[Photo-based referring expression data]
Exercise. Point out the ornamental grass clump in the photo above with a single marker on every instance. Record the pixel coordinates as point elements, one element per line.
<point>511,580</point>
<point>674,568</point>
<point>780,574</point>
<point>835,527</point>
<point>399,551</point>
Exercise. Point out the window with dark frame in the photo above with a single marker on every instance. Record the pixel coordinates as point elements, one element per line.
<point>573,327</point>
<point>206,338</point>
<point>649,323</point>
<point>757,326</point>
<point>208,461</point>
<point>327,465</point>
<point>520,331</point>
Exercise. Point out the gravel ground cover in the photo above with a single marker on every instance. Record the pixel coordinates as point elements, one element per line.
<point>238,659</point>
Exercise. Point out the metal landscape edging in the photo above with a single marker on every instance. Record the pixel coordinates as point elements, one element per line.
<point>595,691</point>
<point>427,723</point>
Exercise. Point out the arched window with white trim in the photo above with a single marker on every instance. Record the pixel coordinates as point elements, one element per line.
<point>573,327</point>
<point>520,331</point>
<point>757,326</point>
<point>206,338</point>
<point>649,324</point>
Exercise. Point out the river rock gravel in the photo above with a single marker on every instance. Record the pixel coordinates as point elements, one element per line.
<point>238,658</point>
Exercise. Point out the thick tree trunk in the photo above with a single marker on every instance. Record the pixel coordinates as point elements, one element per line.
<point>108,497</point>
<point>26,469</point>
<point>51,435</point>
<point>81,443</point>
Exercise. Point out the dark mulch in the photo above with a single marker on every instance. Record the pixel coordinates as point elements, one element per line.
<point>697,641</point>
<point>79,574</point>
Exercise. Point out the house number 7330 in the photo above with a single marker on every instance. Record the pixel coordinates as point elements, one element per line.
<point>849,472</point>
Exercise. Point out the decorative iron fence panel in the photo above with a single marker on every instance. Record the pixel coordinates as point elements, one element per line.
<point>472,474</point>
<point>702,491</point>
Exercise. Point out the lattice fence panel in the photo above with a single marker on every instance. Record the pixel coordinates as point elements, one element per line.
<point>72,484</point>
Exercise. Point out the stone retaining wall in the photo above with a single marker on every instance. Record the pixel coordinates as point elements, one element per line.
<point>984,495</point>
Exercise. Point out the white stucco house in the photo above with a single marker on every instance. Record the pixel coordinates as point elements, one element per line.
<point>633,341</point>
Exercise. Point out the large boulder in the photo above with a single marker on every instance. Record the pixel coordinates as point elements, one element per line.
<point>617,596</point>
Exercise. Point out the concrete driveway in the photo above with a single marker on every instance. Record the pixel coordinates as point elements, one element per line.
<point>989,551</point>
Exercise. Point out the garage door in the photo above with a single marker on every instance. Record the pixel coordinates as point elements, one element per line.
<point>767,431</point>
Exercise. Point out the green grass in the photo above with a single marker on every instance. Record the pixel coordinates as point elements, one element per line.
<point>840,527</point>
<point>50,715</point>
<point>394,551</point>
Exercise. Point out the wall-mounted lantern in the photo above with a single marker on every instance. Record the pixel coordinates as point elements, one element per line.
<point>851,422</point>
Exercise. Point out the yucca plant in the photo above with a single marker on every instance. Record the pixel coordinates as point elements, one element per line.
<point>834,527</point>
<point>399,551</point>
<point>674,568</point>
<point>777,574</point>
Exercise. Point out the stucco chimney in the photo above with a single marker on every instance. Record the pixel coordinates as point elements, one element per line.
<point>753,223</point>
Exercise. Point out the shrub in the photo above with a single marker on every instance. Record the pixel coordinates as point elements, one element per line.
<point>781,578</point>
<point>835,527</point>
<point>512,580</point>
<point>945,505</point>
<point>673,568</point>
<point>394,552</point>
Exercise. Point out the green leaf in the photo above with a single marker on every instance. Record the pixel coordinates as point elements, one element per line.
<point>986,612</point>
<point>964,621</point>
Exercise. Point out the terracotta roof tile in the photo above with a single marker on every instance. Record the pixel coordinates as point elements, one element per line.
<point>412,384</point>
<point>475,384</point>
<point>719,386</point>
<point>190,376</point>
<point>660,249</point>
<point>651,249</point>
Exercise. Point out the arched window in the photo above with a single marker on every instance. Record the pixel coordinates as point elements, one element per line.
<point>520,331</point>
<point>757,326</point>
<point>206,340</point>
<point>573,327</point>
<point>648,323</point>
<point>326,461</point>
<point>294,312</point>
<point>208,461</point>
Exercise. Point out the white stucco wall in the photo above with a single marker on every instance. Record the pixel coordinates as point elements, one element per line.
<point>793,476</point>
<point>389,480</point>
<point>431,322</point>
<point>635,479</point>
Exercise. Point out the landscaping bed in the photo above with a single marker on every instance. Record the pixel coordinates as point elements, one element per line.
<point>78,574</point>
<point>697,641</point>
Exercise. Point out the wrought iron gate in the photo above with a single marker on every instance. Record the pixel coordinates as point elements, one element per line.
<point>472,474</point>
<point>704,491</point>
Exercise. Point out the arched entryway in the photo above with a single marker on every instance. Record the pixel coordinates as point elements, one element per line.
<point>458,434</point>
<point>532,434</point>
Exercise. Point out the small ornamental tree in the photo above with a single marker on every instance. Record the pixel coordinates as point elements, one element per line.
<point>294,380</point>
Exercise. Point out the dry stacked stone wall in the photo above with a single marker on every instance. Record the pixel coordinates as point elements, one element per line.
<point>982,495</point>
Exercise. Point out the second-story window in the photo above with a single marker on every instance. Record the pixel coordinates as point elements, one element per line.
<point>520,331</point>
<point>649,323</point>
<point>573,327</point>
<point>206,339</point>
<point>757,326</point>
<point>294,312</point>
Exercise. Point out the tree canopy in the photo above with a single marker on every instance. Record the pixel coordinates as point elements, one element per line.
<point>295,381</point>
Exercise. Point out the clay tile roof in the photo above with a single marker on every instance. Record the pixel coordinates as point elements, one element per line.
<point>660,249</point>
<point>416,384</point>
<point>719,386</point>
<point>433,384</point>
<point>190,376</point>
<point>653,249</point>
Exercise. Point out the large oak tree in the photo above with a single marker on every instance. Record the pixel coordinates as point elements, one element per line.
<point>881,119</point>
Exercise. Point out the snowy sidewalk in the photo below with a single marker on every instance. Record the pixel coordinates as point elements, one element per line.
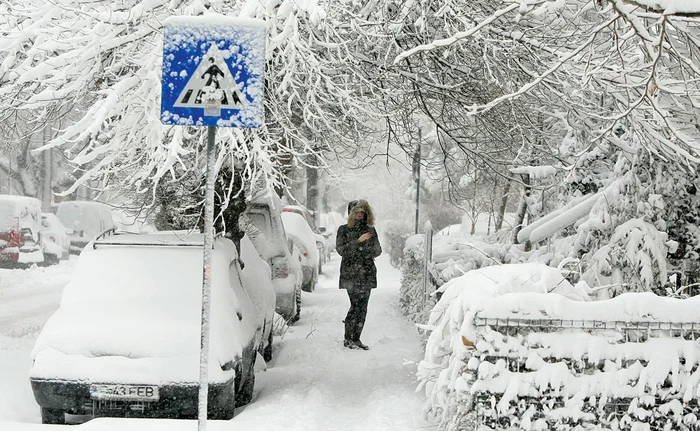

▶ [What is expected]: All of the entries above should be copied exactly, with the images left out.

▶ [Your response]:
Exercise. Point out the ornamental grass clump in the photo above with a single marker on every instance. Record the pixel coordinates as point elements, one element per line.
<point>511,580</point>
<point>674,568</point>
<point>780,574</point>
<point>835,527</point>
<point>399,551</point>
Exercise. Point out the window with dark frame in the photo above with a single marker on every instance. Record the pixel coordinates as point elements, one element per line.
<point>573,327</point>
<point>206,338</point>
<point>649,323</point>
<point>757,326</point>
<point>208,461</point>
<point>327,465</point>
<point>520,331</point>
Exercise. Point out the gravel ground cover in the photo above with a single marker on every instance. Record the pixel coordinates as point elements, one element per line.
<point>238,659</point>
Exercise. Point out the metal landscape edging in the photo above with a single marker on every instance. Record the pixel coordinates as point elements, one element per line.
<point>595,691</point>
<point>427,723</point>
Exercise. Point out the arched window with white trim in the photo above with a single marker on every instance. Record the pixel coordinates as point elements, one element per line.
<point>573,327</point>
<point>520,331</point>
<point>757,326</point>
<point>206,338</point>
<point>649,324</point>
Exercise. Point out the river rock gravel in the photo above with a single marker on every instance. Record the pixel coordinates as point elements, one element per line.
<point>238,658</point>
Exercise. Point out the thick tree trunk in the photo above with a single marker on every instance. Record the pixel coordinates as point elements, one element per line.
<point>108,497</point>
<point>26,469</point>
<point>51,435</point>
<point>81,443</point>
Exercise. Point out the dark mulch in the photo above with a single marker on every instance. Record the pixel coordinates as point elements, one element per line.
<point>697,641</point>
<point>79,574</point>
Exercise. Point out the house number 7330 in the photo above with a single marker on every instance. Record the pixel coordinates as point elements, one element per line.
<point>849,472</point>
Exercise. Point out the decorative iron fence panel in the photo above with a single marker on every instance. Record the pixel coordinates as point elements, one element per line.
<point>472,474</point>
<point>702,491</point>
Exercise. Point out the lattice fence panel in the photo above with a single marker on every instance. Record the pixel coordinates as point elements, one element per line.
<point>72,484</point>
Exercise. Point out the stone retaining wall in the photo above with a single marker on every instance. Record the pixel coordinates as point elements, one element per line.
<point>984,495</point>
Exercise. Point out the white stucco house in the photo above with a single marker on every instance. Record the pixel coordinates as point elements, one element per line.
<point>633,341</point>
Exercise. Point out the large boulder in the photo above with a single marker on every instance. Record the pixel coordinates as point elements, one element per line.
<point>617,596</point>
Exercise. Point out the concrete driveway in the photo above with a single marker on every instance. Record the pixel coordinates as point elements, one element per line.
<point>989,551</point>
Exercise. Point out the garage door in the photo above with a single marker on every instance. Record the pixel coordinates as point elements, one element per line.
<point>767,431</point>
Exercise. Point out the green grass in the photo above with a single marker on every instance. Record the pixel coordinates as point elements, one element per line.
<point>840,527</point>
<point>50,715</point>
<point>394,551</point>
Exercise. Point out the wall-mounted lantern in the photo above with a single marker on every instance. Record the pixel coordinates as point elements, one element per line.
<point>851,422</point>
Exercise. Point out the yucca plant in the photo above with a single marker on every instance. Record the pixel coordinates as point elements, one element per line.
<point>834,527</point>
<point>399,551</point>
<point>674,568</point>
<point>777,574</point>
Exercise. Point out the stucco chimney in the photo above with a single marker on every instance. Record the pixel coordinates as point elements, one element per line.
<point>753,223</point>
Exercise. Point out the shrub in the photo above with a single marker on every instance. Record the pixel coordinates as point elements, one element per line.
<point>781,578</point>
<point>835,527</point>
<point>512,580</point>
<point>945,505</point>
<point>673,568</point>
<point>394,552</point>
Exercise. Point out the green leaf in the photo above with a single marker on every instance. Record the pixel coordinates as point elements, one element per line.
<point>986,612</point>
<point>964,621</point>
Exercise. Point out the terracotta roof tile in the photo above with a single marker on every instance. Record the pixel coordinates as point elements, one element per line.
<point>412,384</point>
<point>475,384</point>
<point>719,386</point>
<point>190,376</point>
<point>660,249</point>
<point>651,249</point>
Exercise. Point out the arched window in the photo above with a single marker on every instance. Record the pixel coordinates as point elements, one element per line.
<point>520,331</point>
<point>757,326</point>
<point>206,340</point>
<point>573,327</point>
<point>648,323</point>
<point>326,461</point>
<point>294,312</point>
<point>208,461</point>
Exercise. Point out the white stucco wall in the photo above with a single marker on every instance. Record the pixel coordinates as point elements, one element per line.
<point>793,476</point>
<point>389,480</point>
<point>431,322</point>
<point>635,479</point>
Exercise. Point out the landscaping bed in the photo above with a single marker on every instance. Record the pixel coordinates as point elements, one element per line.
<point>78,574</point>
<point>697,641</point>
Exercise. Point out the wrought iron gate in the photo above with a single marker on every instance. Record the pixel coordinates as point elements, one element per line.
<point>472,474</point>
<point>704,491</point>
Exercise. Point out the arched entryway in the photo above with a single marker on every instance. Record the pixel coordinates as point elements, one element per line.
<point>458,434</point>
<point>532,434</point>
Exercise. Point out the small ornamental tree in the photo above with a single marker on every instance. Record the pixel coordinates as point elements, one element per line.
<point>294,380</point>
Exercise. Point out the dry stacked stone wall in the photo above with a single marker on every instance. Record the pixel coordinates as point elements, one element per line.
<point>982,495</point>
Exercise. Point out the second-story window in the photo above with a single marker on every instance. Record the pixel coordinates as point elements, one element per line.
<point>520,331</point>
<point>649,323</point>
<point>573,327</point>
<point>206,339</point>
<point>757,326</point>
<point>294,312</point>
Exercise. Point out the tree canopy in the photo above with a single marker on every instance. Record the pixel coordinates as point elements, one element per line.
<point>295,381</point>
Exercise. Point out the clay tile roof in the photo above with a single marker on every instance. Record the pixel coordinates as point elements, one element per line.
<point>660,249</point>
<point>416,384</point>
<point>719,386</point>
<point>433,384</point>
<point>190,376</point>
<point>653,249</point>
Exercise. Point out the large oak tree in the photo above with a single marker on every instance. Record the pixel coordinates as point elements, one element per line.
<point>881,119</point>
Exercise. Point out the snowy sidewalk in the photo below with a single marker on every instance. Record the pixel coordinates as point elements, one element per line.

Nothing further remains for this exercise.